══ SOURCE MATERIAL ══

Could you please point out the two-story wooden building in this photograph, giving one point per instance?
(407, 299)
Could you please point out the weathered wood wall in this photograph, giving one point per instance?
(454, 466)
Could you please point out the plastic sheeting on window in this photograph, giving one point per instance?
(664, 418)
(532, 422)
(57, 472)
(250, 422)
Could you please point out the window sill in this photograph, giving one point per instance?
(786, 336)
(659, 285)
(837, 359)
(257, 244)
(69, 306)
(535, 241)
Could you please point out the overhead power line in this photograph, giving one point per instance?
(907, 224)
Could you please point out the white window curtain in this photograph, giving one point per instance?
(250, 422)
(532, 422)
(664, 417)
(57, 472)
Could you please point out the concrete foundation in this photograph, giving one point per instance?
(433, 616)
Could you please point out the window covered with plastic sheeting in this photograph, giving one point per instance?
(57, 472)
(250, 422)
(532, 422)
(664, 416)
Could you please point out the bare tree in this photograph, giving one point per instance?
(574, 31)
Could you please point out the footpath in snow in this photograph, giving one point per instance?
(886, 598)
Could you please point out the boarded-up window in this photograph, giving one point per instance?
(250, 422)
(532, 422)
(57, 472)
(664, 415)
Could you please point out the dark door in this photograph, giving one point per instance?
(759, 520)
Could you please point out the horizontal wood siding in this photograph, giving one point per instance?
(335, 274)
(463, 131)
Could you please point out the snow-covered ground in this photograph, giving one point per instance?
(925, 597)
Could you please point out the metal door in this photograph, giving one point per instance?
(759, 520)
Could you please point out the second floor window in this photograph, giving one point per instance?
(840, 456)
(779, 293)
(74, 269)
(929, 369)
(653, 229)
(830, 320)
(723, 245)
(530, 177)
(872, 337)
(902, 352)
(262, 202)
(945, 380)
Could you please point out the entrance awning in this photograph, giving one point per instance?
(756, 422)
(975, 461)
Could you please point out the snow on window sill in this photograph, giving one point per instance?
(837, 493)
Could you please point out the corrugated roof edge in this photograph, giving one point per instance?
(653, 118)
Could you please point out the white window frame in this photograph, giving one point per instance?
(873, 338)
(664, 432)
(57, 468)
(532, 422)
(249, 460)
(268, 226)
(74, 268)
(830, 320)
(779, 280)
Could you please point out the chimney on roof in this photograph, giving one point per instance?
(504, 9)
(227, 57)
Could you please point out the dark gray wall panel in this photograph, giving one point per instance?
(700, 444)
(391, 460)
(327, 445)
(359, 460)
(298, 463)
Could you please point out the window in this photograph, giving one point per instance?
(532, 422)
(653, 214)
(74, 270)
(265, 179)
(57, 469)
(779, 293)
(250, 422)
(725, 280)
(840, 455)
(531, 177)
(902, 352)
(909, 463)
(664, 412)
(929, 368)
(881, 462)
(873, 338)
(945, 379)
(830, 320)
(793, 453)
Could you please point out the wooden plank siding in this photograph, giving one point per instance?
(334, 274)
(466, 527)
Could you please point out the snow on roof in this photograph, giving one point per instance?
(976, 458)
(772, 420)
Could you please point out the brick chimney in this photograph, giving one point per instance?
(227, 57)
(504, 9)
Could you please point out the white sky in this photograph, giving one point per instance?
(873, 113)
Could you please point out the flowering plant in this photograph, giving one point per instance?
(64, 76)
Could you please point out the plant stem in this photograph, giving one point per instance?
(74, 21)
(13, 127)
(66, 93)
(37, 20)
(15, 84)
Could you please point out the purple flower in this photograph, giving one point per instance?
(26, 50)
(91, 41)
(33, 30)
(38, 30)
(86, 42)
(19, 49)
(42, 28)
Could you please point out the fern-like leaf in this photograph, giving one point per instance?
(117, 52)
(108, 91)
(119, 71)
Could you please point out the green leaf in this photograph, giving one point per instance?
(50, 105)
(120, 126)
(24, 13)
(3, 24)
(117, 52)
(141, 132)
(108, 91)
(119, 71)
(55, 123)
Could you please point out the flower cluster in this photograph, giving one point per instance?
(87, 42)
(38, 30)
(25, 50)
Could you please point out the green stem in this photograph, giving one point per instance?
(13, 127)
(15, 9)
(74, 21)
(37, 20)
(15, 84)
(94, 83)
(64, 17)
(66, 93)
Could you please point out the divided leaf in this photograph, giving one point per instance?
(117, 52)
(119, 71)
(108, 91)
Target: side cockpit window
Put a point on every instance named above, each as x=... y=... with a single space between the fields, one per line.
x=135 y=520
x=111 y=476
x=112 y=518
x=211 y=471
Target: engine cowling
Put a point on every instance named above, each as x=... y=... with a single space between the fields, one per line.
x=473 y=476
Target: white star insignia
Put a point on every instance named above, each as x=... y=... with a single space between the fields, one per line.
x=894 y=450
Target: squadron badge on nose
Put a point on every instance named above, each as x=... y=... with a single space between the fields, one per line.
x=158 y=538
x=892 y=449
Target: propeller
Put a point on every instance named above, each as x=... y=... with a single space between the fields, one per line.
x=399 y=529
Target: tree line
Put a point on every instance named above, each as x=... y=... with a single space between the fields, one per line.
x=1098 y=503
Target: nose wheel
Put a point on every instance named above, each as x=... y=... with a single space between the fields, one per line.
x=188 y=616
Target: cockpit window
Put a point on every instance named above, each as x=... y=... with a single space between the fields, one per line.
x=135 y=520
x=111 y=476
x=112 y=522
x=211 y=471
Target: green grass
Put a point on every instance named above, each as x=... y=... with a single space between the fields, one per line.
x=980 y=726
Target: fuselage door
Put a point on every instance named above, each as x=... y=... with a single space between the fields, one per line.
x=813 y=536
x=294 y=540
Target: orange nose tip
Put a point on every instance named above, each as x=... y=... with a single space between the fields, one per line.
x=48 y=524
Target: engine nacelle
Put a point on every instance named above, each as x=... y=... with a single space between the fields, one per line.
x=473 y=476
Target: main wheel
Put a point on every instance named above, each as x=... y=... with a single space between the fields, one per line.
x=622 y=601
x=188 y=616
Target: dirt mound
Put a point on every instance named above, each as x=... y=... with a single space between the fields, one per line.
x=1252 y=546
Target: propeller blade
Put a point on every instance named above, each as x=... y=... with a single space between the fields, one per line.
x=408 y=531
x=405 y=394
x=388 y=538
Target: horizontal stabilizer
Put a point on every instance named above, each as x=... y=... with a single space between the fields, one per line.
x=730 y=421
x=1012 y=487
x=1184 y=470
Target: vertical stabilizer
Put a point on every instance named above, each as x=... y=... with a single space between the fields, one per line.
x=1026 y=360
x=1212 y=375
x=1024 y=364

═══

**REQUIRED WORK**
Return the entries above in full and exactly as written.

**OUTPUT FOR THIS EXERCISE**
Could you please point out the two-story wooden building in this photograph, giving one point per instance?
(407, 299)
Could you please point out the weathered wood wall in this photograph, giving one point per instance?
(454, 466)
Could you please point out the plastic sheeting on window in this photograph, giving one point per instance?
(664, 418)
(532, 422)
(57, 472)
(250, 422)
Could you please point out the window sill in this photograph, giving one point per instance?
(786, 336)
(659, 285)
(837, 359)
(257, 244)
(69, 306)
(535, 241)
Could you please point out the overhead power line in this photograph, giving one point per instance?
(907, 224)
Could you please point out the white window curtain in this photograph, giving one point per instance?
(250, 422)
(532, 422)
(664, 417)
(57, 472)
Could you please point out the concrete foundation in this photograph, giving one point per instance?
(433, 616)
Could you please point out the window covered with plastic sheeting in this photograph, giving one point per instance?
(57, 472)
(250, 422)
(532, 422)
(664, 416)
Could you please point out the bare tree in this photograph, giving one point per instance?
(574, 31)
Could you please point out the footpath in snow in this photograph, giving one point per instance?
(886, 598)
Could you please point out the boarded-up window in this photograph, giving one point per instance?
(250, 422)
(532, 422)
(57, 472)
(664, 415)
Could you please point out the dark door in this photograph, giving one point per instance?
(759, 520)
Could you please point out the horizontal wood siding in this photograph, giving one point per instance?
(335, 274)
(463, 131)
Could you please point out the snow-covered ground in this photograph, giving one point per instance?
(925, 597)
Could you please point out the metal door in this photograph, giving one point per instance?
(759, 520)
Could you please point out the second floor window in this photograph, giving one point per instance?
(840, 456)
(779, 293)
(74, 269)
(929, 369)
(653, 229)
(830, 320)
(723, 245)
(530, 177)
(872, 337)
(902, 352)
(262, 202)
(945, 380)
Could you please point out the entrance awning in this photograph, giving one point per instance?
(756, 422)
(975, 461)
Could you please point out the snow on window sill in this photograph, giving one point per instance?
(837, 493)
Could you please point out the corrugated roof edge in this photograph, giving one point per instance?
(653, 118)
Could you please point out the white window frame in this photograph, giving one point per instance?
(873, 338)
(664, 432)
(57, 468)
(532, 422)
(249, 460)
(268, 226)
(74, 268)
(830, 320)
(779, 280)
Could you please point out the chimney on roof in this photograph, giving one point per instance?
(504, 9)
(227, 57)
Could you please point out the dark gray wall panel in this photograph, giving one point per instance?
(700, 444)
(391, 460)
(327, 445)
(359, 460)
(298, 463)
Could you please point out the window in this photograph, giving one point per instance?
(532, 422)
(653, 214)
(74, 270)
(265, 179)
(57, 469)
(779, 293)
(250, 422)
(725, 280)
(840, 455)
(531, 177)
(902, 352)
(909, 463)
(664, 412)
(929, 368)
(881, 462)
(873, 338)
(945, 379)
(830, 320)
(793, 453)
Could you please point out the wooden plank siding in this photograph, giving one point per instance?
(334, 274)
(466, 527)
Could you please point out the snow on roof in this photograph, giving one point per instance?
(976, 458)
(772, 420)
Could you please point out the brick chimney in this photograph, giving one point per instance?
(227, 57)
(504, 9)
Could you please point out the white sky in this photograph, giving one point per instance?
(873, 113)
Could you please point out the flowering plant in this photograph, giving one point per instance?
(64, 76)
Could you please point out the plant stem in this photograph, giving one point per instance?
(74, 21)
(13, 127)
(66, 93)
(37, 20)
(15, 84)
Could you please point out the purple flower in this photograph, giving one point per instance?
(26, 50)
(91, 41)
(33, 30)
(38, 30)
(86, 42)
(19, 49)
(42, 28)
Could you please point out the fern-like leaf in this photograph, giving one point per instance?
(117, 52)
(108, 91)
(119, 71)
Could you please point out the green leaf in this photograph, giving one point per instance?
(50, 105)
(120, 126)
(24, 13)
(3, 24)
(117, 52)
(141, 132)
(108, 91)
(119, 71)
(55, 123)
Could you please point out the flower cluster in this photograph, giving one point per instance?
(87, 42)
(38, 30)
(25, 50)
Could you please point out the green stem in this photograph, giving one point per instance?
(13, 127)
(15, 9)
(74, 21)
(37, 20)
(15, 84)
(94, 83)
(64, 17)
(66, 93)
Could you please point out the divided leaf in this photograph, giving one point per instance?
(117, 52)
(119, 71)
(108, 91)
Target: side cockpit window
Put a point on every instance named above, each as x=... y=... with a single space between the fields, one per line.
x=135 y=520
x=111 y=476
x=112 y=518
x=211 y=471
Target: engine cowling
Put a point on every instance named above, each as x=... y=... with a single space between the fields, one per line.
x=473 y=476
Target: white star insignia
Put a point on every instance named above, each as x=... y=... with a single space between the fields, one per line.
x=894 y=450
Target: squadron badge on nose
Put a point on every instance named above, each as x=... y=... with a single space between the fields, one per line.
x=158 y=538
x=892 y=449
Target: propeller
Put a point on every instance named above, each as x=... y=... with a single space between the fields, one per line.
x=399 y=529
Target: tree line
Put a point on every instance named above, each as x=... y=... with a single space between the fields, one per line.
x=1098 y=503
Target: nose wheel
Put a point on every instance named above, each as x=... y=... with a single space between the fields, one per line.
x=188 y=616
Target: cockpit window
Put a point on every instance named above, each as x=... y=... with a single space between the fields, one per line.
x=135 y=520
x=111 y=476
x=112 y=522
x=211 y=471
Target: green grass
Put a point on every instance named above, each as x=... y=... with a single space between the fields, one per line.
x=980 y=726
Target: fuselage door
Put a point on every instance named above, each as x=... y=... with a single space between the fields, one per line.
x=813 y=536
x=294 y=540
Target: orange nose tip
Put a point on every instance named above, each as x=... y=... with a single space between the fields, one per line.
x=48 y=524
Target: engine nacelle
Put a point on every instance named above, each as x=... y=... with a single space between the fields, one per line.
x=473 y=476
Target: main wheel
Put a point on every instance named above, each as x=... y=... with a single space between the fields, one per line.
x=622 y=601
x=188 y=616
Target: dirt mound
Put a point on every instance named above, each as x=... y=... with a single space between the fields, one per line.
x=1252 y=546
Target: propeller blade
Put a point on every instance named above, each as x=... y=... with a single space between the fields, one per line.
x=408 y=531
x=405 y=394
x=388 y=538
Target: horizontal stabilizer
Put a point on every instance named above, each as x=... y=... with a single space between the fields, one per line.
x=730 y=421
x=1012 y=487
x=1184 y=470
Target: vertical stabilizer
Put a point on every instance named above, each as x=... y=... with a single space between the fields, one per line.
x=1026 y=360
x=1212 y=375
x=1024 y=364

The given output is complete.